Questions =>
1. Please sum up the column on #metoo and the unborn child in two sentences.
2. Carry on writing the column on #metoo and the unborn child from the point where it ends.

Document passage =>

>>>

The Mercury (Pottstown, PA)

#Metoo doesn’t protect unborn child

- Christine Flowers Columnist

Alyssa Milano has been a very busy girl this past month.

First, she triggered that whole #metoo movement, inviting women to share their pain at being harassed, abused, annoyed or simply inconvenie­nced by those inconsider­ate men.

She wasn’t the originator of the whole trend, but she put a celebrity face to the crisis, and we all know how celebritie­s make the best victims.

In social media parlance, it was a smash-tag.

And then, because she’s always on the lookout for bandwagons to jump on, she tweeted about that poor undocument­ed alien who wanted to deport her baby from her uterus.

In other words, “Jane Doe” wanted an abortion, and the big bad U.S. government was trying to keep her from destroying the child within her.

So the ACLU got involved, and went to a judge, who held that the Department of Justice had no right to prevent this 17-year-old girl from destroying her unborn baby.

<<<

Extracted data =>
>>>

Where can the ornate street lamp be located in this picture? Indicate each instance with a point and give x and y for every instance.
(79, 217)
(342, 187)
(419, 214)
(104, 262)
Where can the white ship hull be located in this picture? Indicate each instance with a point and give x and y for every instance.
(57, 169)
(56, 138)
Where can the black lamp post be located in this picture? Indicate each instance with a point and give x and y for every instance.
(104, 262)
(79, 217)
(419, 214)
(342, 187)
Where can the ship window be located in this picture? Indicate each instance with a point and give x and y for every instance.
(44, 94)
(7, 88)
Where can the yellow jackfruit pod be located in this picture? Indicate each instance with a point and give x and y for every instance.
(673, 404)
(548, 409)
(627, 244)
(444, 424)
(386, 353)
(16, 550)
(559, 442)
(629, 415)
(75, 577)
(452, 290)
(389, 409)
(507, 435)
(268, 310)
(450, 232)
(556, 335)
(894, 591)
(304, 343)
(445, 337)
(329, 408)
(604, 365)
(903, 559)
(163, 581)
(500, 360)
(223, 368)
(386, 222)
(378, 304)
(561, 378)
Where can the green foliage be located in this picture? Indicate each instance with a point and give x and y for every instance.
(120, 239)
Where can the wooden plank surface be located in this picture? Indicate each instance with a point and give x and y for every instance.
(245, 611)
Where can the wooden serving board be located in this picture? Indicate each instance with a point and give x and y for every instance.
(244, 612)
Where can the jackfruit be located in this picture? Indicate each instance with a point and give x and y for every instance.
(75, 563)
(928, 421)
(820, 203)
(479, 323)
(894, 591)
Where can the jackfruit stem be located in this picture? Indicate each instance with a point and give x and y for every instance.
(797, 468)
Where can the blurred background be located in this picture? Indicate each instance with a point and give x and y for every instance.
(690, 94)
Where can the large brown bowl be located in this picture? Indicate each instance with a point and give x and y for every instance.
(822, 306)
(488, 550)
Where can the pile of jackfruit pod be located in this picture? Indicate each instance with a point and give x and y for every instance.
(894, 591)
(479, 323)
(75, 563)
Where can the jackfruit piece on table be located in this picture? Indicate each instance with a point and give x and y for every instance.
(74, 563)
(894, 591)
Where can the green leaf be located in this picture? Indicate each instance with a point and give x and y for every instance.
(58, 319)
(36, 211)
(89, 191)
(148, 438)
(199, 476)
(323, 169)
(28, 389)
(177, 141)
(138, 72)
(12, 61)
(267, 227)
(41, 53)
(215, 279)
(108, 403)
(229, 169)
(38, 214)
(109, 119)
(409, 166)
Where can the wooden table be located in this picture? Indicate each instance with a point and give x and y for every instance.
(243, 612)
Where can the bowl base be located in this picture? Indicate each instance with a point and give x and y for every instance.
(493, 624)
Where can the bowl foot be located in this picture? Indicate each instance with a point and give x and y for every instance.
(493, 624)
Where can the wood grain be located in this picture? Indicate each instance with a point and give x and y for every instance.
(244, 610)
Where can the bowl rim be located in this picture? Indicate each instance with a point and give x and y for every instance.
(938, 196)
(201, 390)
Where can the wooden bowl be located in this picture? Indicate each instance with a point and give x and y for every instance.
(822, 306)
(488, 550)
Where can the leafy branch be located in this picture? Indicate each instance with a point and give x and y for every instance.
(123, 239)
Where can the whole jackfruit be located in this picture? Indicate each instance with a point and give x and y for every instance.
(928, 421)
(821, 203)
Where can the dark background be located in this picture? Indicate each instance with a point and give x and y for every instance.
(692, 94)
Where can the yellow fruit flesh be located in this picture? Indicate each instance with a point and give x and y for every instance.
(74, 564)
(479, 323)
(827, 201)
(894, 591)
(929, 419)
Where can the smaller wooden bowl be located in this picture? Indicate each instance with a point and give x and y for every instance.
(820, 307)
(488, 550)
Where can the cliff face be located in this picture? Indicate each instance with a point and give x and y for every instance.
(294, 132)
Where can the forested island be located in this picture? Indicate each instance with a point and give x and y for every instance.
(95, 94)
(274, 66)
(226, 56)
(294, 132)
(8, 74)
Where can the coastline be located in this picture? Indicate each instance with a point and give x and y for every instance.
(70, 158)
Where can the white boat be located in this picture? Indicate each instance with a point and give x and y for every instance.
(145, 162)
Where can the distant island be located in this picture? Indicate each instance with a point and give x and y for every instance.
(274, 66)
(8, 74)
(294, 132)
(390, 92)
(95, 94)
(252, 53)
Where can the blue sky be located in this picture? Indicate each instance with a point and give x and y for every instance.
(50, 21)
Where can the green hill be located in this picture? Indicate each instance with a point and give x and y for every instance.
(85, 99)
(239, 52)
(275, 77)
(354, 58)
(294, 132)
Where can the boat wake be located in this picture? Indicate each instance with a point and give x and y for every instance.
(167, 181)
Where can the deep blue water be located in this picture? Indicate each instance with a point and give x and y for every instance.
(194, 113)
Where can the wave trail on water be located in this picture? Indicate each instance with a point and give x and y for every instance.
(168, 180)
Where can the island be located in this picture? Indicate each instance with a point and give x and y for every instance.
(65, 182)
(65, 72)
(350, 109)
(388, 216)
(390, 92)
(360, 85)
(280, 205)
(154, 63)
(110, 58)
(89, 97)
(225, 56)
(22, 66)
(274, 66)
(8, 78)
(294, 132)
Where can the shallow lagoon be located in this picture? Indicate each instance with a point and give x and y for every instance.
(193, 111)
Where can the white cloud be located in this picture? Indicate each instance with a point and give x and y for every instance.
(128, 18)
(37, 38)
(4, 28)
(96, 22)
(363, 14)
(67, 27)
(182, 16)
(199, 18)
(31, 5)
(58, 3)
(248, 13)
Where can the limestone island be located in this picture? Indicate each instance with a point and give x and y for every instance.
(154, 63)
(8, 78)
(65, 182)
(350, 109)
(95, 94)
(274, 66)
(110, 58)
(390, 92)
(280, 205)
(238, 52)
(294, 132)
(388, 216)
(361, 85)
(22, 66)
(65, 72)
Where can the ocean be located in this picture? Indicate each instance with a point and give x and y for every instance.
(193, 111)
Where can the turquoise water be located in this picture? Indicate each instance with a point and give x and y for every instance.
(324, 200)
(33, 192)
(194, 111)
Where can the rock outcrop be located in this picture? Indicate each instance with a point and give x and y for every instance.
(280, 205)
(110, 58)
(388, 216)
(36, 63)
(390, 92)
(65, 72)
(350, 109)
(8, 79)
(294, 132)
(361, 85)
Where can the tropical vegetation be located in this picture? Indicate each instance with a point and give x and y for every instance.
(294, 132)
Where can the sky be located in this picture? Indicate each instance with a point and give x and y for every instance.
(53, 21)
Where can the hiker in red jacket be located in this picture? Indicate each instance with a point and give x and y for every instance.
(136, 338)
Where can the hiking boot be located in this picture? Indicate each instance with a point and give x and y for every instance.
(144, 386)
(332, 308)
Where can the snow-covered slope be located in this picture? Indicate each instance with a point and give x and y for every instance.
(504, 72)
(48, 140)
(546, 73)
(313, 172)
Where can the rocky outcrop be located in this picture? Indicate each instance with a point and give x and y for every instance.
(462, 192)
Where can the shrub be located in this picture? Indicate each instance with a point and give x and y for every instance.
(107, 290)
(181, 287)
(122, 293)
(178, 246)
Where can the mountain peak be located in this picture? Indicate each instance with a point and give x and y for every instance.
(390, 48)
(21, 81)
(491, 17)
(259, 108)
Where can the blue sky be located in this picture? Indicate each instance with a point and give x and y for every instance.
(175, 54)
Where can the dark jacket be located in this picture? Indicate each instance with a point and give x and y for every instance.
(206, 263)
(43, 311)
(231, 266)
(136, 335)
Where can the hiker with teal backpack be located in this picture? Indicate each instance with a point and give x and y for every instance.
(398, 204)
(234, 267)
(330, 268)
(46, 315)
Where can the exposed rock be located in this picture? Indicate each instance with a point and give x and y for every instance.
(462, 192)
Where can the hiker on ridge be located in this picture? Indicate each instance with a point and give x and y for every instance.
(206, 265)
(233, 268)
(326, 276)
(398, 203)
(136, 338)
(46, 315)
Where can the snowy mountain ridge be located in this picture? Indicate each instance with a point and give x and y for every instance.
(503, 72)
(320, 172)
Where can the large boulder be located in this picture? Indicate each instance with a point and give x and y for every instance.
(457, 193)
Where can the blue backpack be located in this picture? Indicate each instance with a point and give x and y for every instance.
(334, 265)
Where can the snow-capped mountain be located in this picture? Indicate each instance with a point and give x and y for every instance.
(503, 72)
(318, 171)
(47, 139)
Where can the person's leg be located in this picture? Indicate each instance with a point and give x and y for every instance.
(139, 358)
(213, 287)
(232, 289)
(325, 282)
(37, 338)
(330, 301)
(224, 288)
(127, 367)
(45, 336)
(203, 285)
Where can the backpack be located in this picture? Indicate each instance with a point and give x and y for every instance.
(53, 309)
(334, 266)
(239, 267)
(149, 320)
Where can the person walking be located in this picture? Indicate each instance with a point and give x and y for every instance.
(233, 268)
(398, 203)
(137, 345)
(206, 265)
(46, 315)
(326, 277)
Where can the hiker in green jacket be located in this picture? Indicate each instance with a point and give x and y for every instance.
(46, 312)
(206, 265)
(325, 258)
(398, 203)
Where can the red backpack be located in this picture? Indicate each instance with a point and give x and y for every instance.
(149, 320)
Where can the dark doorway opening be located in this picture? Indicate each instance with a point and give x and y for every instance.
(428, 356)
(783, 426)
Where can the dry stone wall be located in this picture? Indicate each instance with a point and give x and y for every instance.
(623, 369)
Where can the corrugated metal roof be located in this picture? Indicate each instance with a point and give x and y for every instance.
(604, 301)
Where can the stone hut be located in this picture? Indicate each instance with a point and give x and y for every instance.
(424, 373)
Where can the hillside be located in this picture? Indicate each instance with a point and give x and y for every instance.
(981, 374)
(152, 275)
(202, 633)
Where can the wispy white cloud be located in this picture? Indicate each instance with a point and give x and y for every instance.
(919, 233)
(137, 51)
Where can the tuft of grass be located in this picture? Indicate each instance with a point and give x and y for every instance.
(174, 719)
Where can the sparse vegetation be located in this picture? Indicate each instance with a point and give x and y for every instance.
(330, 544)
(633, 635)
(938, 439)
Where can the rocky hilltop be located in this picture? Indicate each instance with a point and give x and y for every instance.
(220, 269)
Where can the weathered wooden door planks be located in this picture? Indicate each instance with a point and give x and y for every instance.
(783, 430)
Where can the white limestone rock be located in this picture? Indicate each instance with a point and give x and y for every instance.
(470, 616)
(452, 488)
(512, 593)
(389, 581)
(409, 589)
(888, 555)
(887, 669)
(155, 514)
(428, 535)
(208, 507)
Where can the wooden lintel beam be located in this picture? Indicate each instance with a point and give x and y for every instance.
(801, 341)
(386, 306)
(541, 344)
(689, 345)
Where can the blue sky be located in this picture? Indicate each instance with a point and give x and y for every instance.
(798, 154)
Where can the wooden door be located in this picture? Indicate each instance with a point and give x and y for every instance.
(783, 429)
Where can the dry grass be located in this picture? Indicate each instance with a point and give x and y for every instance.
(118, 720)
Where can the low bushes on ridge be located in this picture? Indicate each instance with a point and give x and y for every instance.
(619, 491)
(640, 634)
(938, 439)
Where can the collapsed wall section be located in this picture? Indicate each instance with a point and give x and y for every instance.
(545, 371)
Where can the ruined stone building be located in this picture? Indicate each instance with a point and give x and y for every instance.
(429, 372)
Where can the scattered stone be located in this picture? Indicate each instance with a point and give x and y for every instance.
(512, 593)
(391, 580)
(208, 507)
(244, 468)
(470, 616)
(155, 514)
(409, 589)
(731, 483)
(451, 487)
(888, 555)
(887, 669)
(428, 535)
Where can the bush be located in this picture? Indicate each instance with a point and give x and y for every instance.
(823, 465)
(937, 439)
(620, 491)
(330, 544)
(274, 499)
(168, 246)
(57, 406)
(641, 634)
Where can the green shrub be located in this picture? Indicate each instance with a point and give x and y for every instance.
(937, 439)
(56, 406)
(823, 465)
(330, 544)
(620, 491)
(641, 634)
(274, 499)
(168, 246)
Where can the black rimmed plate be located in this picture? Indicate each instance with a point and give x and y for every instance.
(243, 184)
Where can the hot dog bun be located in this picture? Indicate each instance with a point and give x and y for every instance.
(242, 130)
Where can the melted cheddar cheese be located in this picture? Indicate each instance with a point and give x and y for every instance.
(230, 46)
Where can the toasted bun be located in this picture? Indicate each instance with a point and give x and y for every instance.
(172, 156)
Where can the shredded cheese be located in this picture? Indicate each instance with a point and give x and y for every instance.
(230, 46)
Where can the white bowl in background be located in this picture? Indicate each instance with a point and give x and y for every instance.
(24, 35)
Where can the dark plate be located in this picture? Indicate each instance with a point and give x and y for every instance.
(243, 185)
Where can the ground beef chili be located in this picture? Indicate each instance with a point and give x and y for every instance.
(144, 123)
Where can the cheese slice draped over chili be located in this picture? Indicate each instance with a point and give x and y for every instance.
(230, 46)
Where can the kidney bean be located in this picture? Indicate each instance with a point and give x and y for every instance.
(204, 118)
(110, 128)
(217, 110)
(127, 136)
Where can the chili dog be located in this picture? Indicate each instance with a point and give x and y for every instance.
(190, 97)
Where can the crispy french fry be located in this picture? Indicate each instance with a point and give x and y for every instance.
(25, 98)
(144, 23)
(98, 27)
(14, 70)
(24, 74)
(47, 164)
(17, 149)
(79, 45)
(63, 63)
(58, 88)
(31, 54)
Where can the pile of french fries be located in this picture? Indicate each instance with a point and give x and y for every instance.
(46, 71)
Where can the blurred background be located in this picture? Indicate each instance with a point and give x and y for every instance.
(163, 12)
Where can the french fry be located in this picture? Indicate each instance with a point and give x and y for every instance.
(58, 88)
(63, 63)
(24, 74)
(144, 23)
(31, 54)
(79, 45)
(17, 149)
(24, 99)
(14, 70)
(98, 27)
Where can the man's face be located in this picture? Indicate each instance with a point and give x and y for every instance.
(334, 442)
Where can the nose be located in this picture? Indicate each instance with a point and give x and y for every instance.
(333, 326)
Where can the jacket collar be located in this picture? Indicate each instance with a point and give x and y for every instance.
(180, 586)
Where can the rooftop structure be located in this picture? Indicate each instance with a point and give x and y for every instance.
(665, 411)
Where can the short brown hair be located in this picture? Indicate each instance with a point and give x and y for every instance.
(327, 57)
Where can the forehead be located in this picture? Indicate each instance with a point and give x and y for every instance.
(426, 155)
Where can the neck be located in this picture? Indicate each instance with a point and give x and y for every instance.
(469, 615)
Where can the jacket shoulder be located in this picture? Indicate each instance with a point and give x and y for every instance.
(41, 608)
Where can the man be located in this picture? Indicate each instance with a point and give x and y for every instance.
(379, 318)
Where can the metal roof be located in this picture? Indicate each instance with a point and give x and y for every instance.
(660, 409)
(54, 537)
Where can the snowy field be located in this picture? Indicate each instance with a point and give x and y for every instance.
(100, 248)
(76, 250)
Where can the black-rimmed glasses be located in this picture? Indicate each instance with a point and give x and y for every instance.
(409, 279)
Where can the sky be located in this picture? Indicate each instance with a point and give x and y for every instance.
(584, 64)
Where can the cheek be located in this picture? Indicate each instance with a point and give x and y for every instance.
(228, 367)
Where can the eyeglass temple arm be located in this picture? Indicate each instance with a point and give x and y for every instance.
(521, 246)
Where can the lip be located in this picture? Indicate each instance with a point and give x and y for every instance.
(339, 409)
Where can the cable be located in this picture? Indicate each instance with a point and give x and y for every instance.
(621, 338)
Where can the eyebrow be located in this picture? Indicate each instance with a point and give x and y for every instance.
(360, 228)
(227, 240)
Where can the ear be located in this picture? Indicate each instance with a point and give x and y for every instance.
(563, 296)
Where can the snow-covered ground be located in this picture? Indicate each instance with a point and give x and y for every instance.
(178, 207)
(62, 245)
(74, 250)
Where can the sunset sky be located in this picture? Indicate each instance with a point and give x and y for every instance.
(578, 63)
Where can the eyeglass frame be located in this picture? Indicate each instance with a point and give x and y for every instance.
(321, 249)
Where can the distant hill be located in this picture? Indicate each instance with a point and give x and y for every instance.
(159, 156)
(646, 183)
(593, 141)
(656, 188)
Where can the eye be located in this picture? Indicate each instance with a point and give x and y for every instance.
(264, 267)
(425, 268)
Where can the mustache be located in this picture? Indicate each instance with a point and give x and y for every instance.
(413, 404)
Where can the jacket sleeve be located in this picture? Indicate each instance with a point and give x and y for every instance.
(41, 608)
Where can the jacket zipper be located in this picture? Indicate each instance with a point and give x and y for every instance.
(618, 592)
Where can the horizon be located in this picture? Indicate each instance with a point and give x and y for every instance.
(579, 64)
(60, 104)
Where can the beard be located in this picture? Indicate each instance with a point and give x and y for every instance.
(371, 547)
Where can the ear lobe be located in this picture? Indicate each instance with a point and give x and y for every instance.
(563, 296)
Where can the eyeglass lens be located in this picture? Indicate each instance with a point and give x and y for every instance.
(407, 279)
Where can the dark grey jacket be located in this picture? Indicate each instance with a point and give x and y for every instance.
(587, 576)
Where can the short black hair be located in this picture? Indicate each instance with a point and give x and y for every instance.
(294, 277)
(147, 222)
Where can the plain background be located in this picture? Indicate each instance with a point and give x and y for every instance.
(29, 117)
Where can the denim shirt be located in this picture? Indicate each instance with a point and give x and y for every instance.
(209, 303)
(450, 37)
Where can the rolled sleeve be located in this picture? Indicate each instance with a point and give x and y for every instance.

<<<

Answers below =>
1. The column says Alyssa Milano, though not the originator of the #metoo trend, put a celebrity face on it by inviting women to share their pain at being harassed or abused by men. It then says she tweeted about "Jane Doe," an undocumented 17-year-old who wanted an abortion, and that the ACLU went to a judge who held that the Department of Justice had no right to prevent it.

2.
Well, I’m certain the legal briefs didn’t frame it that way. They probably said something about “right to privacy” and “fetus,” because abortion supporters don’t like the messy words that echo the truth of the act. It’s not a pomegranat­e that’s being cut out of a woman’s womb. It’s a human life.

But they don’t like to hear that, those devotees of science.

Neither, apparently, did the court.

It ruled in favor of letting the unwilling mother get her abortion.

As soon as she could, the girl who came knocking at our door for freedom and a new life, rushed right out and destroyed the life of a future U.S. citizen. See Jane run. Some people were so very worried that Jane would be forced to honor that child’s inalienabl­e right to life.

One of those people was our busy little Alyssa, who flew back to twitter before Jane aborted her baby, and tweeted the following:

“Preventing an immigrant woman from getting an abortion is a war on women, immigrants, and children. #JusticeFor­Jane.”

That tweet garnered 4,300 “likes,” even before Jane’s baby was lying in some abortion clinic’s waste bin.

When I saw the tweet, I threw my IPhone against the wall (don’t worry, it has a crash-proof cover) and retrieved it to tweet back at her:

“I am disgusted with you, lady. I do immigratio­n law, and frankly, you don’t know a damn thing about the ‘war on women.’ Take your Hollywood privilege and shut up, disappear.”

My tweet received six “likes,” approximat­ely 4,294 less than Alyssa’s.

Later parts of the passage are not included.